**Page excerpt**
In Brief
A comprehensive new analysis has found that genetically engineered crops appear to be safe to eat and do not harm the environment. The report noted that the crops do not increase the risk of disease, but may not have actually increased crop yields.

No Threat

To date, scientists and the general public seem to have divided opinions on GMOs; however, a new comprehensive analysis by the advisory group to the National Academies of Sciences, Engineering and Medicine may bring people a little closer together. This group has found that genetically engineered crops appear to be safe to eat and do not harm the environment.

The report, written by 20 scientists, is the latest analysis on genetic modification by the community. Ultimately, the report was based on more than 1,000 studies, testimonies from 80 witnesses in a series of public meetings and webinars, and 700 comments submitted by the public. 

The report was focused on genetically engineered crops that are produced in bulk in the US. These include corn and cotton containing bacterial genes that make the crops resistant to certain insects, as well as soybeans, corn, and cotton that are resistant to herbicides, particularly glyphosate.

Reports from the group have previously concluded that genetic engineering has provided environmental and economic benefits to American farmers.

Findings

The report tried to address the main issues thrown at GM crops. Chief among these issues is the health risk posed by genetic modification. The report says that no such health risks have been found to exist, based on chemical analyses of the foods and on animal feeding studies. However, it notes that many animal studies are too small to provide firm conclusions but that, notably, there is still no evidence of harm to health.

Another issue that people take with GM crops is the supposed susceptibility to disease in people who eat GM crops. The report found no evidence that the crops had contributed to an increase in the incidence of cancer, obesity, diabetes, kidney disease, autism, celiac disease, or food allergies.

Finally, the report made recommendations on how regulation of these crops should be done moving forward. The document says the regulatory systems should be tiered, with more radical modifications receiving greater scrutiny. Other new products, regardless of how they are made, might need virtually no scrutiny depending on the level of modification. To this end, they note that technologies that can help distinguish the differences, like DNA sequencers, can be used to more closely analyze the molecular composition of food products and determine the level of scrutiny required.

**Task statement**
Repeat, word for word, the stretch of the GM crops article from "Reports from the" through "harm to health.". The rows that follow have no connection to the GM crops article.

**Source information**
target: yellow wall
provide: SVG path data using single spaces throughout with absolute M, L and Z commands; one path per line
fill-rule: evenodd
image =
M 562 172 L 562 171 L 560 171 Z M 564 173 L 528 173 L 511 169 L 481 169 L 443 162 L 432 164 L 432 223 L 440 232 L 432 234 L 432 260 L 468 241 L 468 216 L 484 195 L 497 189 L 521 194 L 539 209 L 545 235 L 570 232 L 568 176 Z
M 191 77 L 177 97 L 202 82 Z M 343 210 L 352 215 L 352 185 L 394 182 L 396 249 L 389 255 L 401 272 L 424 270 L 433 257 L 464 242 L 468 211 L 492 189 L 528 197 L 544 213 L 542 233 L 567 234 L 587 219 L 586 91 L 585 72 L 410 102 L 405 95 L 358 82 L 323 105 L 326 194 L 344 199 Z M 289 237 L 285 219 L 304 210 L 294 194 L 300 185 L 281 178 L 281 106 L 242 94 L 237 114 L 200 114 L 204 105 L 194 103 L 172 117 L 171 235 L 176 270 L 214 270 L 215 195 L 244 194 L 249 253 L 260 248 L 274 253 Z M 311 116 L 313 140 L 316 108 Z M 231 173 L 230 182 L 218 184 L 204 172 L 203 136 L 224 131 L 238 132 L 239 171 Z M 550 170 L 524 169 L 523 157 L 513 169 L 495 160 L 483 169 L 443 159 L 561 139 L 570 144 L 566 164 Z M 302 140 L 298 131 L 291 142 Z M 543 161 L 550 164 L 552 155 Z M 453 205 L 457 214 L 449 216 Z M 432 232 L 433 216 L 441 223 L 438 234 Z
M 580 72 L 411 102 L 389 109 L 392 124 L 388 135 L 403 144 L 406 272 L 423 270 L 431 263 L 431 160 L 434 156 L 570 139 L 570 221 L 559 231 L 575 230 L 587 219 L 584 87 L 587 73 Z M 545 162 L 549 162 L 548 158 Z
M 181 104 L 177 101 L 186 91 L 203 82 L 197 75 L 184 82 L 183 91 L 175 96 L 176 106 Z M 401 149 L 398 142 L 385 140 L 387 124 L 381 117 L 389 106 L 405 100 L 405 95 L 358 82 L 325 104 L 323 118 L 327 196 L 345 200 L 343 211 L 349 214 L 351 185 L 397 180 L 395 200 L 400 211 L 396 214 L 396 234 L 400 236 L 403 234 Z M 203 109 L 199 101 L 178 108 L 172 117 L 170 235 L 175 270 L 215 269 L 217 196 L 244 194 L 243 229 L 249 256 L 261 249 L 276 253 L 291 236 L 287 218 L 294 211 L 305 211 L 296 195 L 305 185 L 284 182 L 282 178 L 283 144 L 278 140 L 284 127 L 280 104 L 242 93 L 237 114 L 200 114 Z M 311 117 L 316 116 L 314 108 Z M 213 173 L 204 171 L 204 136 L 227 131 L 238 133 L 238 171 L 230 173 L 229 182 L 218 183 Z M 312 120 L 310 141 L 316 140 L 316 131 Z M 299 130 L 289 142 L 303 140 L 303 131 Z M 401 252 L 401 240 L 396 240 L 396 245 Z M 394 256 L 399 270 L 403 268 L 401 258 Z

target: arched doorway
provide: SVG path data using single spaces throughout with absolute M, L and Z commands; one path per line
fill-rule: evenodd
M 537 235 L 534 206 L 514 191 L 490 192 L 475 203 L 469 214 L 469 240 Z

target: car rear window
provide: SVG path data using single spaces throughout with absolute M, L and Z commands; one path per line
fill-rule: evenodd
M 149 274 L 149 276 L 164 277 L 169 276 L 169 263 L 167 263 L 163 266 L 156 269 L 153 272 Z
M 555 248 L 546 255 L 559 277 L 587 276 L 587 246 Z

**Written answer**
Reports from the group have previously concluded that genetic engineering has provided environmental and economic benefits to American farmers.

Findings

The report tried to address the main issues thrown at GM crops. Chief among these issues is the health risk posed by genetic modification. The report says that no such health risks have been found to exist, based on chemical analyses of the foods and on animal feeding studies. However, it notes that many animal studies are too small to provide firm conclusions but that, notably, there is still no evidence of harm to health.